[Location identification items]

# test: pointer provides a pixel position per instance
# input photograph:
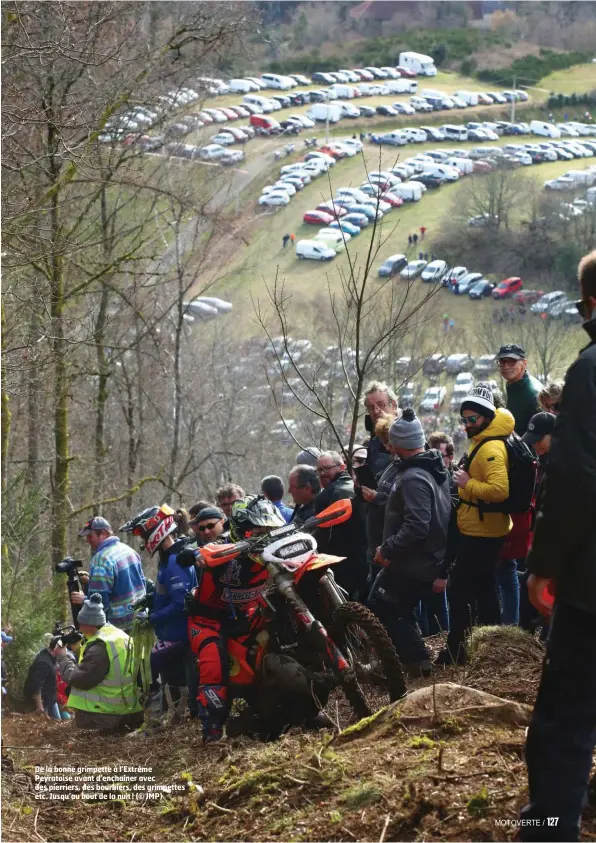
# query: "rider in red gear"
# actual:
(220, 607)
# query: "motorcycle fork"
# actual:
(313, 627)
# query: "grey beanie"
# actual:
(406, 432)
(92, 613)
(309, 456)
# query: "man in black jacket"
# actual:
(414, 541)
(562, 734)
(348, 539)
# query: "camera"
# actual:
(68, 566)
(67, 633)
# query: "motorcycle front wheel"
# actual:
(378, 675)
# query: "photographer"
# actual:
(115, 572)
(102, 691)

...

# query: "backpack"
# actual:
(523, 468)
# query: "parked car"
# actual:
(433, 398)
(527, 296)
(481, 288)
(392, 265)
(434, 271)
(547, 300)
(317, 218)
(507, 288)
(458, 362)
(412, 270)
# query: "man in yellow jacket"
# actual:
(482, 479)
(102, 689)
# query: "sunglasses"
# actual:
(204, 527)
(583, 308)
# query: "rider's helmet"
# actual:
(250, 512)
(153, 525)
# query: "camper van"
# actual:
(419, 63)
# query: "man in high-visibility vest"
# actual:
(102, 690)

Exercise requirements - Pick out and copy each line in the rows above that contains the word "jacket". Case counts.

Response -
# query: "man in black jacket"
# query: "man in yellow jacket"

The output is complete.